**Your objective**. Nothing should be left out. Give all the data again exactly as written.

Given entries Block Start

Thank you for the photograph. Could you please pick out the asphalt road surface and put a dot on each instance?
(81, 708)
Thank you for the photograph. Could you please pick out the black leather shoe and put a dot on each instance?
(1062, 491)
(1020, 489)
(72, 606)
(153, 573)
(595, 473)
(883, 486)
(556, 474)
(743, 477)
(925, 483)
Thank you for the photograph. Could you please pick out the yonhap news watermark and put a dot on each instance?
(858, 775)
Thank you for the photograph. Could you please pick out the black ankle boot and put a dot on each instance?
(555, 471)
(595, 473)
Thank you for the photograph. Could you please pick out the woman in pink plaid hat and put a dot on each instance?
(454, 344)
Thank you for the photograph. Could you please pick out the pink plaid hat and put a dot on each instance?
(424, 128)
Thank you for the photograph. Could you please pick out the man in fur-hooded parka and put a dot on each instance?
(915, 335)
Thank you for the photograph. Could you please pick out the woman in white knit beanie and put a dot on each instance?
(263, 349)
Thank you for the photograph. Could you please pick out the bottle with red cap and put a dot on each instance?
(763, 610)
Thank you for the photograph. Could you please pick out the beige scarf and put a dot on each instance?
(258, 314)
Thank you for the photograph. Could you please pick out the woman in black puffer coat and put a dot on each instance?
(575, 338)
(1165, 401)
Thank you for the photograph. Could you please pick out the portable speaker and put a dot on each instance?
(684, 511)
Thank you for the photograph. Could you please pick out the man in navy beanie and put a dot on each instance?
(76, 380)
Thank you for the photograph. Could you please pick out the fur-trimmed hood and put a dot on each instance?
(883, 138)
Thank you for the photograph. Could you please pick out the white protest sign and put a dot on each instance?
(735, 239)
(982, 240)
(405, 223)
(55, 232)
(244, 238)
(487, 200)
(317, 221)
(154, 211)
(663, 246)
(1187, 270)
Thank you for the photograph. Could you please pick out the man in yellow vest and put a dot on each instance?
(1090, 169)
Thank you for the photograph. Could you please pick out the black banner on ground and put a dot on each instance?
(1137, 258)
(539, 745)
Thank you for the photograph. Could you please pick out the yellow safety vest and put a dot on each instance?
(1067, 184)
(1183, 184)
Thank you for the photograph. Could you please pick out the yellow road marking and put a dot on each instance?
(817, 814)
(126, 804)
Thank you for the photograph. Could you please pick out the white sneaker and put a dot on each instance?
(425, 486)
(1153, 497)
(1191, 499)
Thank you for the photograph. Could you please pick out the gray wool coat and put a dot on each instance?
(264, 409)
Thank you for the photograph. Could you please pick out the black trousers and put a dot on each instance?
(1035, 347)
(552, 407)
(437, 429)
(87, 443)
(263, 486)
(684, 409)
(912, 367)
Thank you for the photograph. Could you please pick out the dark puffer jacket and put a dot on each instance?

Given entries Block End

**Result of this exercise**.
Thank you for the photograph. Could you please pick out the asphalt road surface and put a dot on each instance?
(81, 708)
Thank you for the photograph. Could you please pick out the black leather shoe and put a dot on each instance?
(1062, 491)
(1020, 489)
(72, 606)
(153, 573)
(595, 473)
(883, 486)
(556, 474)
(743, 477)
(925, 483)
Thank you for the photograph. Could you please pick out the yonhap news watermark and put a dot on each instance?
(858, 775)
Thank you for the photograph. Could you please pick out the black ankle boot and put a dot on each instance?
(555, 471)
(595, 473)
Thank you for the photograph. Could you please pick out the woman in pink plaid hat and put a dot on each instance?
(454, 344)
Thank you for the photograph. Could you please pick out the pink plaid hat and put a dot on each instance?
(424, 128)
Thank you for the photograph. Could you please pick out the man in fur-hooded parka and put a dot on each instance?
(915, 335)
Thank you for the photograph. Could you please pick out the woman in white knit beanie and put a dot on each instance?
(263, 349)
Thank you for the photograph. Could you please pick out the bottle with red cap and put a dot on each instance?
(763, 610)
Thank you for the photograph. Could you please pick out the beige scarf and put a dot on each instance?
(258, 314)
Thank you for the photograph. Could you please pick out the woman in black puffer coat and put a dot on each instance?
(575, 338)
(1165, 401)
Thank you for the photograph. Could you please pick out the portable speaker and put a dot on each instance?
(684, 511)
Thank you for the photograph. Could you please pick out the man in navy beanie and put a dot on each instance?
(76, 380)
Thank you for the photograph. Could you please pick out the fur-trimmed hood and put a dot on each instance?
(883, 138)
Thank you for the photograph. Could you please pick out the white protest sign and put a dot on each instance?
(735, 239)
(982, 240)
(405, 223)
(55, 232)
(244, 238)
(487, 200)
(317, 221)
(154, 211)
(663, 246)
(1187, 270)
Thank you for the photograph. Could you please pick out the man in yellow vest and put a dot on each instance?
(1090, 169)
Thank you for the photograph. Could you please pick out the black banner on ground and put a dot on each instance?
(1137, 258)
(539, 745)
Thank you for the photograph. Could you please pick out the yellow safety vest and put a dot on each instance?
(1067, 184)
(1183, 184)
Thank you for the photograph. Could you please pick out the yellow road marking and put a dot on each instance?
(817, 814)
(126, 804)
Thank you for the photograph. Could you please pick out the white sneaker and put a dot on each instance?
(425, 486)
(1153, 497)
(1191, 499)
Thank you for the photograph. Could you please pick out the gray wool coat and put a dot on each instance?
(264, 409)
Thank you for the photograph. Could you please pick out the black trousers and put a dot on each instance?
(1035, 347)
(552, 407)
(437, 429)
(87, 443)
(263, 486)
(684, 409)
(912, 367)
Thank you for the photograph. Could you please pick out the dark puffer jacket and put a dot on each instance?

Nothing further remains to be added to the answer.